Consigne A: Dans le témoignage sur le projet de loi C-45 ci-dessous, relevez tous les sujets dont l'intervenant dit qu'il va parler.

Sur ce, je vous remercie beaucoup.
[Traduction]
Dwight Newman, professeur et chaire de recherche du Canada, College of Law, Université de la Saskatchewan, à titre personnel : Je suis heureux d’être ici pour aider le comité de mon mieux.
Je m’appelle Dwight Newman, professeur de droit et titulaire de la chaire de recherche du Canada sur les droits des Autochtones dans le droit constitutionnel et international à l’Université de la Saskatchewan. Je ne suis pas un spécialiste des conventions internationales relatives au contrôle des drogues, mais je pense qu’il y a beaucoup de choses à dire avec une analyse juridique minutieuse.
Je suis ravi de l’attention particulière que votre comité accorde aux importantes questions de droit international entourant le projet de loi C-45. En fait, je trouve surprenant qu’un pays comme le Canada, déterminé à respecter le droit international et tirant lui-même des avantages importants du système multilatéral, envisage de contrevenir intentionnellement aux traités internationaux plus qu’il ne le faut, ou qu’il y songe même. Je suis donc très heureux du temps que votre comité est prêt à y consacrer. Il s’agit d’un très bon exemple où le Sénat exerce ses fonctions de second examen objectif du projet de loi.
Je parlerai de façon assez générale des engagements internationaux du Canada, des violations et des autres options, et peut-être aussi des modifications à la loi qui pourraient atténuer ces infractions.

Données fournies:
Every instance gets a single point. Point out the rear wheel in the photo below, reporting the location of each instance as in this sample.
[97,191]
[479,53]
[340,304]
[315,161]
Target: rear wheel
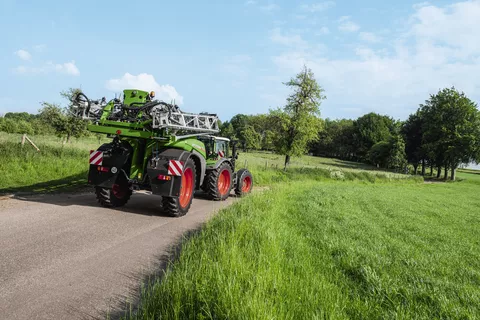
[244,182]
[219,182]
[117,196]
[179,206]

Consigne B: Recopiez mot pour mot toutes les lignes de données ci-dessus, sans y mettre les images.

Réponse complète A:
- les engagements internationaux du Canada
- les violations
- les autres options
- les modifications à la loi qui pourraient atténuer ces infractions

Réponse complète B:
Every instance gets a single point. Point out the rear wheel in the photo below, reporting the location of each instance as in this sample.
[97,191]
[479,53]
[340,304]
[315,161]
Target: rear wheel
[244,182]
[219,182]
[117,196]
[179,206]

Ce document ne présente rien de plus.